--- DOCUMENT TEXT ---

Randstad Canada News Room

Experience or Education? What Gets You Hired

Posted by James Rubec on Thu, Jul 04, 2013 @ 08:00 AM

Experience or education? Canadians place high value in experience and temporary work

TORONTO, July 4, 2013 – Findings from Randstad's latest Global Workmonitor, surveying employees in 32 countries around the world, reveal that most Canadians believe experience weighs harder than education in finding a suitable job.

When asked to rate their agreement on the statement “I believe experience weighs harder than education in finding a suitable job,”  84% of Canadians agreed or strongly agreed. Respondents from countries around the world share the same views, especially China (92%), the UK (91%) and India (91%).

“Hiring requirements vary widely depending on field or industry, but the perception is that experience will compensate for for the lack of a degree or diploma. In today’s diversified marketplace, job seekers need to thoroughly research the companies they want to work for, the roles they are targeting, in order to better understand what combination of experience and qualifications is needed to effectively promote themselves and where they need to fill in the gaps.,’’ says Jan Hein Bax, President, Randstad Canada.

Temporary work viewed as a stepping stone

The importance of gaining experience also reflect in job seekers’ perception of temporary work, as 82% of Canadians believe temporary work can be a stepping stone to a permanent job.

“There were many misconceptions related to temporary work; people used to think that you could only find low-paying jobs, or that it would hurt your prospects of getting hired for the long run,” explained Bax.

But the labour market has rapidly evolved, with more Canadian workers choosing to include Temporary Work as part of their career paths.

--- MATERIAL SHOWN ---

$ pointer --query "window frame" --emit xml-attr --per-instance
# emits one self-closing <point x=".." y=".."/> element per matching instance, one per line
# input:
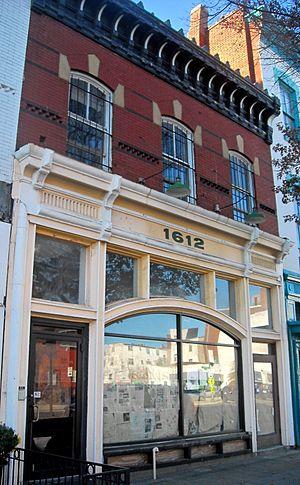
<point x="179" y="342"/>
<point x="177" y="163"/>
<point x="231" y="296"/>
<point x="269" y="308"/>
<point x="83" y="283"/>
<point x="288" y="105"/>
<point x="105" y="129"/>
<point x="242" y="194"/>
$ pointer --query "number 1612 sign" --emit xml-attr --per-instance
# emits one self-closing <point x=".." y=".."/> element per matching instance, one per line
<point x="186" y="239"/>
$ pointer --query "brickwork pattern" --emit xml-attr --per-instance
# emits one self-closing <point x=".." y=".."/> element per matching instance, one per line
<point x="133" y="124"/>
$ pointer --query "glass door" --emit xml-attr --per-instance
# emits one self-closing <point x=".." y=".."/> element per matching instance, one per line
<point x="266" y="399"/>
<point x="56" y="401"/>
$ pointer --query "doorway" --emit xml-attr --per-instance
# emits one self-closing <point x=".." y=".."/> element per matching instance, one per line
<point x="57" y="387"/>
<point x="266" y="399"/>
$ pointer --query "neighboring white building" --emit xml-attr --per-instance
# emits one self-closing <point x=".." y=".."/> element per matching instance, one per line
<point x="13" y="14"/>
<point x="283" y="81"/>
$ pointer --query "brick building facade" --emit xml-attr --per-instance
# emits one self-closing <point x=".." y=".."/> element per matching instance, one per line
<point x="163" y="306"/>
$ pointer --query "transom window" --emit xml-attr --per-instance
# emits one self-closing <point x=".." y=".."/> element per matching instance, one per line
<point x="178" y="156"/>
<point x="242" y="187"/>
<point x="180" y="378"/>
<point x="89" y="122"/>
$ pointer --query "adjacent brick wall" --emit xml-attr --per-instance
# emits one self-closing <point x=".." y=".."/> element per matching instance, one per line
<point x="45" y="104"/>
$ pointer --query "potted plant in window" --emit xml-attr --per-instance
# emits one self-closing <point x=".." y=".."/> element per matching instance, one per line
<point x="9" y="440"/>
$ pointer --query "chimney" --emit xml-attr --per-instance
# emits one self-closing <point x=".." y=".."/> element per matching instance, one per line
<point x="199" y="26"/>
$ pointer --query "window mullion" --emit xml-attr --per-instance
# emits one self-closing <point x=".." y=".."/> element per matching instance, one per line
<point x="180" y="376"/>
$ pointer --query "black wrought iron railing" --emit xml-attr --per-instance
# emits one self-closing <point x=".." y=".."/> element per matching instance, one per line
<point x="28" y="467"/>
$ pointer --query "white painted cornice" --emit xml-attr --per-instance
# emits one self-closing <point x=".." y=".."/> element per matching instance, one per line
<point x="38" y="158"/>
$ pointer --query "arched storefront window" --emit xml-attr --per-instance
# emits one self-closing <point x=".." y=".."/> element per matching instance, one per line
<point x="168" y="375"/>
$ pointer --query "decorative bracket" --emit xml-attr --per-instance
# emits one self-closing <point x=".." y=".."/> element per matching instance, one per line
<point x="286" y="247"/>
<point x="247" y="251"/>
<point x="40" y="175"/>
<point x="108" y="201"/>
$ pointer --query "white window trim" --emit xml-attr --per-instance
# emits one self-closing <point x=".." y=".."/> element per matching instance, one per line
<point x="107" y="127"/>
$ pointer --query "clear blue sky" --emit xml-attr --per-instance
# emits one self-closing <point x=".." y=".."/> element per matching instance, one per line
<point x="177" y="11"/>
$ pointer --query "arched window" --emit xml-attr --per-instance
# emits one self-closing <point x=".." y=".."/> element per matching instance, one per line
<point x="178" y="156"/>
<point x="89" y="122"/>
<point x="242" y="186"/>
<point x="168" y="375"/>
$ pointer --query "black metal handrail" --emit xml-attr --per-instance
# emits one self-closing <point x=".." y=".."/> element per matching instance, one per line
<point x="29" y="467"/>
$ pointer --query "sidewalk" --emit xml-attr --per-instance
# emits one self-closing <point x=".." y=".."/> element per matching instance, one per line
<point x="272" y="467"/>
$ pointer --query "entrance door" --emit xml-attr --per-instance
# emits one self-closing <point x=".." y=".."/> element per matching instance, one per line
<point x="57" y="389"/>
<point x="266" y="398"/>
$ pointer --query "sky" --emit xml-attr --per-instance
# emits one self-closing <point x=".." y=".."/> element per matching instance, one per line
<point x="177" y="11"/>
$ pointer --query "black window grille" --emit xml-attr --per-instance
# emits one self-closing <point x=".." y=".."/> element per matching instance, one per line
<point x="89" y="123"/>
<point x="242" y="188"/>
<point x="178" y="157"/>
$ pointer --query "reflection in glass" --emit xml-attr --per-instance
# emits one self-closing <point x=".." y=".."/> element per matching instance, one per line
<point x="120" y="277"/>
<point x="263" y="381"/>
<point x="58" y="272"/>
<point x="168" y="281"/>
<point x="225" y="297"/>
<point x="141" y="388"/>
<point x="210" y="389"/>
<point x="260" y="348"/>
<point x="161" y="325"/>
<point x="260" y="306"/>
<point x="55" y="378"/>
<point x="198" y="331"/>
<point x="141" y="391"/>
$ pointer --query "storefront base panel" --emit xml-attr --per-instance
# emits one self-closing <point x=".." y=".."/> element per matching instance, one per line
<point x="179" y="451"/>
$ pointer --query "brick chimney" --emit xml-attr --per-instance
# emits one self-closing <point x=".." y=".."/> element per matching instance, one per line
<point x="199" y="26"/>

---

- PROBLEM SET -
• A. List every percentage figure in the news post about experience and education, in the order they appear.
• B. From the news post about experience and education, copy word for word the part starting with "Experience or Education? What" and going on through "a suitable job.".

- PER-TASK OUTPUTS -
• A. 84%, 92%, 91%, 91%, 82%

• B.
Experience or Education? What Gets You Hired

Posted by James Rubec on Thu, Jul 04, 2013 @ 08:00 AM

Experience or education? Canadians place high value in experience and temporary work

TORONTO, July 4, 2013 – Findings from Randstad's latest Global Workmonitor, surveying employees in 32 countries around the world, reveal that most Canadians believe experience weighs harder than education in finding a suitable job.